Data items
▼▼▼

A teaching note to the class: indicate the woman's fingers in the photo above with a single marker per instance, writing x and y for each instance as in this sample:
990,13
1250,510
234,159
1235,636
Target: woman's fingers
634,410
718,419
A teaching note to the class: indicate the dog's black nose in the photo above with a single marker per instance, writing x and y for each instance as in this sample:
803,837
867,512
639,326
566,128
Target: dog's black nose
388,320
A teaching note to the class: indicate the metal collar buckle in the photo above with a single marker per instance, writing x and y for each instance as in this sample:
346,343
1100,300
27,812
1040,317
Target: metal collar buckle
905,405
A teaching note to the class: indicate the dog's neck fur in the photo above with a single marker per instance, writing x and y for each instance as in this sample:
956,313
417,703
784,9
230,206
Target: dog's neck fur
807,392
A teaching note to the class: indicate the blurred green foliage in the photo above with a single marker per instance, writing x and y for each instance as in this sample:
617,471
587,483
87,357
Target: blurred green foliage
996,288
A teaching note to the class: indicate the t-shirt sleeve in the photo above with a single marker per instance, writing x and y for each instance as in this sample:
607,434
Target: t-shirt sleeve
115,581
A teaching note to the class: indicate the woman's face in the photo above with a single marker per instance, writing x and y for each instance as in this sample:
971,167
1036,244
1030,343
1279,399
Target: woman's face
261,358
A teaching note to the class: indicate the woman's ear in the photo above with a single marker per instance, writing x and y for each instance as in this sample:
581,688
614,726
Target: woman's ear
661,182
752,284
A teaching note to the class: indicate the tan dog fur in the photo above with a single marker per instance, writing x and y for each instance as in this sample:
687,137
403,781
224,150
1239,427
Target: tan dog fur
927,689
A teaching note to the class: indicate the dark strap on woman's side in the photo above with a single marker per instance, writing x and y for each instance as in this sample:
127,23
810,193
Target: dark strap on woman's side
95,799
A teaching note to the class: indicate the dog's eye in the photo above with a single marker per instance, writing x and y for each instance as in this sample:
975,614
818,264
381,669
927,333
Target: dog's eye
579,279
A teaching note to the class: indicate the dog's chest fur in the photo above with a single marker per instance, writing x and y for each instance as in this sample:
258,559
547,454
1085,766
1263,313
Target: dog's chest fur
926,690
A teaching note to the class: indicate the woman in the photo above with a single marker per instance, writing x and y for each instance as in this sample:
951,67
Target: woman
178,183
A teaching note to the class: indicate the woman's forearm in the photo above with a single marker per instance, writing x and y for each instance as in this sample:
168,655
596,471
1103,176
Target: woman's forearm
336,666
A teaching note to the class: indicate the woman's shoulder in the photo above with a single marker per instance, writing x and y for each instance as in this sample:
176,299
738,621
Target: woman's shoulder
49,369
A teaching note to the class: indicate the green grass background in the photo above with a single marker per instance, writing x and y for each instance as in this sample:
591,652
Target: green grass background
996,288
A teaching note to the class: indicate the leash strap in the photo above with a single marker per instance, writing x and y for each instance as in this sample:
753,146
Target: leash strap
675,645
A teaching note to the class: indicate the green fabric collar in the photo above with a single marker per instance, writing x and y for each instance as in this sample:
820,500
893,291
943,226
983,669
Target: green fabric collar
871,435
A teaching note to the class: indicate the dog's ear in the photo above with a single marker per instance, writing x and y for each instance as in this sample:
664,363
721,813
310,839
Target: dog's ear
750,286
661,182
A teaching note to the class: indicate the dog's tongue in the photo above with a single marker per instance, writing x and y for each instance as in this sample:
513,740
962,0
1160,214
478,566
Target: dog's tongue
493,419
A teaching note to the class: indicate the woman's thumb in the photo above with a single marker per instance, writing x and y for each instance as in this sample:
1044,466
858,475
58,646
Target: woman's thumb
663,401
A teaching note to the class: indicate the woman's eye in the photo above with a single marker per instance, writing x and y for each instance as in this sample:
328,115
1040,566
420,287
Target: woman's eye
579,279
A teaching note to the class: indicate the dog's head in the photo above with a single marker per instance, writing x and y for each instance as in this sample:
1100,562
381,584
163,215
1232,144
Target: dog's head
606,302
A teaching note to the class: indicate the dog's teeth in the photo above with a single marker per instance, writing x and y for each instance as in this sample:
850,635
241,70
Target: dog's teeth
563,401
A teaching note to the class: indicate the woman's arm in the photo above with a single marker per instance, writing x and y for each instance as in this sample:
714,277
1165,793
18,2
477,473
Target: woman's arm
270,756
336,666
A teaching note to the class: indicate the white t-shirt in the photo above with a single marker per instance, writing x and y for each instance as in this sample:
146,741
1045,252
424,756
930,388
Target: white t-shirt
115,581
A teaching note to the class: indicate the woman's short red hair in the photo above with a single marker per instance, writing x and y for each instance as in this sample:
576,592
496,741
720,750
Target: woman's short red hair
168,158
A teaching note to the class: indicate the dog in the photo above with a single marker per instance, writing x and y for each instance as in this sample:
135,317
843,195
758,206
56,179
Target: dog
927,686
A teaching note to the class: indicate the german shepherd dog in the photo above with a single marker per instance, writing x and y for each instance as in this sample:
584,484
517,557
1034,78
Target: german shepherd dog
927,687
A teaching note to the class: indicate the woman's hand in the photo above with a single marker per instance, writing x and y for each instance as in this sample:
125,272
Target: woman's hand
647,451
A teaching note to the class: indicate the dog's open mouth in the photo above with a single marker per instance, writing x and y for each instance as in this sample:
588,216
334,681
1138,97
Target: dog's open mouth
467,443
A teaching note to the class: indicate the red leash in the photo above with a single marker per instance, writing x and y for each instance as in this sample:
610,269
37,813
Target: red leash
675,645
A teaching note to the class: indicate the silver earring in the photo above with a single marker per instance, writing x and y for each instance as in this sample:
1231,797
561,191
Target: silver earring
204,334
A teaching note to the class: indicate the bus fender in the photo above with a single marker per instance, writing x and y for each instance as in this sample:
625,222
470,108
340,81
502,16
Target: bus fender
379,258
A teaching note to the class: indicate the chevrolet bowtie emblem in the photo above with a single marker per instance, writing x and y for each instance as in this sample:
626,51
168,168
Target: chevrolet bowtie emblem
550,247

▲▲▲

• [What you are asked to do]:
Every entry must be given again exactly as it reads.

• [Solution]:
A teaching note to the class: indicate the woman's fingers in the photo above with a single marker per instance, writing x and y for each instance as in this sample:
990,13
1250,510
234,159
1235,636
Target: woman's fingers
634,410
718,419
A teaching note to the class: indicate the dog's black nose in the photo above with a single marker per instance, writing x and y for each instance as in this sample:
803,837
867,512
639,326
566,128
Target: dog's black nose
388,320
A teaching note to the class: indicate the metal collar buckle in the photo above with a single marker per instance, writing x and y for each instance as in this sample:
346,343
1100,300
27,812
1040,317
Target: metal collar buckle
905,405
A teaching note to the class: indicate the dog's neck fur in the photo above with a single marker per instance, writing x and y for each instance as in this sample:
956,313
417,703
784,9
230,206
Target: dog's neck fur
807,392
A teaching note to the class: indicate the blurred green foliage in the photo above with a single marker per instance, writing x and y for each instance as in this sample:
617,471
587,483
87,357
Target: blurred green foliage
996,288
A teaching note to the class: indicate the t-shirt sleeve in the photo above with a single marker per instance, writing x and y for each instance as in this sample:
607,434
Target: t-shirt sleeve
115,581
A teaching note to the class: indicate the woman's face in the photo above with a single marker per instance, writing x and y for each instance as in this sample:
971,167
1036,244
1030,343
1279,399
Target: woman's face
261,358
A teaching note to the class: indicate the woman's ear in the photo above with a single marker per instance, writing x and y for each instance as in this sample:
581,688
614,726
Target: woman's ear
661,182
752,284
A teaching note to the class: indicate the tan dog fur in the photo above with a single marker per instance, writing x and y for each instance as in this sample:
687,137
403,781
224,150
1239,427
Target: tan dog fur
927,689
A teaching note to the class: indicate the dark strap on woman's side in the photo above with a single marker per instance, writing x and y for each instance as in this sample:
127,23
810,193
Target: dark strap on woman's side
95,799
A teaching note to the class: indicate the dog's eye in the photo above with a single marker per instance, writing x and y for each instance as in this sample:
975,614
818,264
381,669
927,333
Target: dog's eye
579,279
A teaching note to the class: indicate the dog's chest fur in the photo above with a single marker per instance, writing x and y for each instance as in this sample:
258,559
547,454
1085,766
1263,313
Target: dog's chest fur
926,690
A teaching note to the class: indicate the woman in the photo above with a single marker per instance, writing x and y for each instance as in this sample:
951,67
Target: woman
178,183
A teaching note to the class: indicate the woman's forearm in the photo above with a single marker per instance, writing x and y for each instance as in this sample:
168,655
596,471
1103,176
Target: woman's forearm
336,666
A teaching note to the class: indicate the woman's shoulder in the photo above with a single marker per instance, writing x and y for each instance as in this sample:
176,299
738,621
Target: woman's shoulder
49,369
A teaching note to the class: indicate the green grass background in the photo above with a single marker per instance, writing x and y for each instance as in this sample:
591,652
Target: green grass background
996,288
A teaching note to the class: indicate the leash strap in the photo above with a single marker per instance, writing x and y for each instance as in this sample:
753,146
Target: leash strap
675,645
A teaching note to the class: indicate the green fabric collar in the photo above with a single marker per instance, writing x and y for each instance as in this sample:
820,500
893,291
943,226
983,669
Target: green fabric collar
871,435
A teaching note to the class: indicate the dog's ear in the photo above with a single marker per instance, writing x and y for each instance as in this sample:
664,363
721,813
310,839
Target: dog's ear
750,286
661,182
A teaching note to the class: indicate the dog's tongue in the photo above with a single marker per instance, writing x and y for each instance as in this sample:
513,740
962,0
1160,214
478,566
Target: dog's tongue
493,419
A teaching note to the class: indicate the woman's thumb in the photo above with a single marker per instance, writing x and y for each instance as in this sample:
1044,466
858,475
58,646
Target: woman's thumb
663,401
A teaching note to the class: indicate the woman's eye in the photo above with a single marker per instance, writing x and y for each instance as in this sample:
328,115
1040,566
420,287
Target: woman's eye
579,279
A teaching note to the class: indicate the dog's head in the photo above with a single marker per instance, writing x and y for each instance as in this sample:
1100,562
381,584
163,215
1232,144
Target: dog's head
606,302
A teaching note to the class: indicate the dog's teeth in the photo above with a single marker per instance, writing x and y for each instance as in this sample:
850,635
241,70
Target: dog's teeth
563,401
A teaching note to the class: indicate the woman's arm in the photo above with a single marker per instance, writing x and y for each instance as in this sample:
714,277
1165,793
18,2
477,473
Target: woman's arm
270,756
336,666
A teaching note to the class: indicate the white t-shirt in the photo above with a single marker per instance, writing x and y for each instance as in this sample:
146,741
1045,252
424,756
930,388
Target: white t-shirt
115,581
A teaching note to the class: indicate the woman's short red hair in the photo above with a single marker per instance, writing x and y for each instance as in this sample:
576,592
496,741
720,750
Target: woman's short red hair
168,158
A teaching note to the class: indicate the dog in the photo above with a single marker per instance, writing x and y for each instance as in this sample:
135,317
843,195
758,206
56,179
Target: dog
927,686
A teaching note to the class: indicate the german shepherd dog in the photo above with a single marker per instance, writing x and y for each instance as in this sample:
584,484
517,557
1034,78
Target: german shepherd dog
927,687
A teaching note to the class: indicate the woman's hand in the photo above with a single marker per instance, writing x and y for each instance as in this sample:
125,272
Target: woman's hand
647,451
A teaching note to the class: indicate the dog's open mouth in the photo above with a single marker per instance, writing x and y for each instance as in this sample:
588,216
334,681
1138,97
Target: dog's open mouth
467,443
A teaching note to the class: indicate the red leash in the photo above with a single marker per instance, writing x and y for each instance as in this sample:
610,269
37,813
Target: red leash
675,645
A teaching note to the class: indicate the silver earring in the photo above with a single marker per instance, writing x and y for each instance as in this sample:
1231,797
561,191
Target: silver earring
204,334
A teaching note to the class: indicate the bus fender in the photo above with a single marker per instance, writing x and y for each instance as in this sample:
625,222
470,108
340,81
502,16
Target: bus fender
379,258
A teaching note to the class: indicate the chevrolet bowtie emblem in the photo above with a single marker per instance, writing x and y for each instance as in this sample:
626,51
168,168
Target: chevrolet bowtie emblem
550,247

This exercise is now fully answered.